• Goal of the exercise
Please reproduce all entries word for word and omit their pictures.

• Material for this exercise
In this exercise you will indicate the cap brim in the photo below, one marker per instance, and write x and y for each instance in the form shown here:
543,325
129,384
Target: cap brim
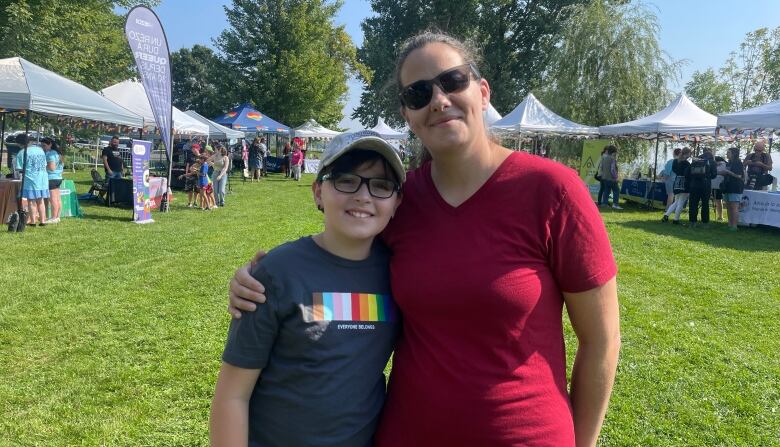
377,145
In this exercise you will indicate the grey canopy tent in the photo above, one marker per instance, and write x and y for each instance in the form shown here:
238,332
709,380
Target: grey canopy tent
532,118
27,87
216,131
680,118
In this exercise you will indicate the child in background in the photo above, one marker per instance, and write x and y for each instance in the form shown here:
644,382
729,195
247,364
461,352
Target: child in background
206,193
323,340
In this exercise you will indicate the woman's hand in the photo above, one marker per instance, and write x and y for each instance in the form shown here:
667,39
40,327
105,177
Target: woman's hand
244,290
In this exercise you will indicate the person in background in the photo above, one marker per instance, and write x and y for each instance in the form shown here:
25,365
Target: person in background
667,175
717,194
609,175
286,152
35,183
112,160
680,187
733,185
758,165
602,182
190,182
699,175
296,160
54,168
220,164
264,153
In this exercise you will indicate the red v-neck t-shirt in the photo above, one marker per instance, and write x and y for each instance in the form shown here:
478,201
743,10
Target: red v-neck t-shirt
481,358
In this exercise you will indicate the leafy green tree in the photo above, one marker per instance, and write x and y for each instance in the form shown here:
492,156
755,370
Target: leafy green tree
514,37
609,67
709,92
80,39
201,81
753,72
289,58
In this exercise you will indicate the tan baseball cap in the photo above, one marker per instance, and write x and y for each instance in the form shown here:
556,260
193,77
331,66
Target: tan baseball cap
366,140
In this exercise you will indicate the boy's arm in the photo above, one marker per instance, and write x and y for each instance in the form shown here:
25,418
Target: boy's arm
229,422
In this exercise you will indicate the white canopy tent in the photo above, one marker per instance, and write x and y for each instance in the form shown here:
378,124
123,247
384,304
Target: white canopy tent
491,115
680,117
387,132
532,118
313,129
765,117
217,131
26,86
132,96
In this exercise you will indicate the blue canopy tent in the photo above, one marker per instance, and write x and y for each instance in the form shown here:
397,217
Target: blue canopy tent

• Answer section
In this exercise you will indicate the cap brim in the photo below, one marker per instance, and write x and y for each instance in the form shown here:
543,325
129,384
Target: cap brim
377,145
In this exercise you will indicate the grey canopy tent in the photo above, one marker per instance, and write x and y for each instance in the form shown here:
238,332
709,380
Target: grey canopy tent
532,118
27,87
216,131
680,118
In this exercise you will indicate the child in background in the photo above, one marker per instance, and write x and y for each instance in the form shown here:
644,382
729,195
247,364
461,352
Target: child in background
206,193
323,340
In this exercise you will indicate the woman's hand in the photo above, one marker per instance, and write x and y for each instance in the form shown here:
667,39
40,327
105,177
Target: woman's hand
244,290
In this exercise you will indicate the person in background in the photo above, one marker per instance, and write x and y for each instance in the form shown here:
25,365
Target: person in background
667,175
717,194
609,175
286,152
35,183
112,160
680,187
733,185
758,165
602,182
190,182
699,175
296,160
54,168
220,164
264,153
In this exercise you will indicate the red v-neck t-shirt in the photo above, one marker per instance, and write x and y for each instance in the form shown here:
478,201
743,10
Target: red v-neck t-shirt
481,358
In this exercise you will indicate the leafy green tree in the photo above, one marker per instance, and write x and y for each instance in the form shown here:
492,156
755,370
Target: leafy green tree
514,37
609,67
709,92
80,39
201,81
753,72
289,58
In this exercise you will indicate the tan baseball cap in the photo above, one marker per instance, and write x and y for each instance in the form shown here:
556,260
193,77
331,66
Target: tan baseball cap
366,140
In this exercise you will indicate the boy's arm in the photo above, one marker per instance, and write x and y for each instance in the form shown here:
25,418
Target: boy's arm
229,422
In this exercise you will indicate the white canopy tent in the photo above, one marker per instance, and write x and y for each instance in the form shown here:
378,124
123,247
384,304
Target: white canopy tent
491,115
680,117
387,132
532,118
313,129
765,117
217,131
26,86
132,96
In this exercise you will indicate the blue canopy tent in the photo above, one marker per instance, and write x and y for each instance in the form shown here:
397,217
Target: blue canopy tent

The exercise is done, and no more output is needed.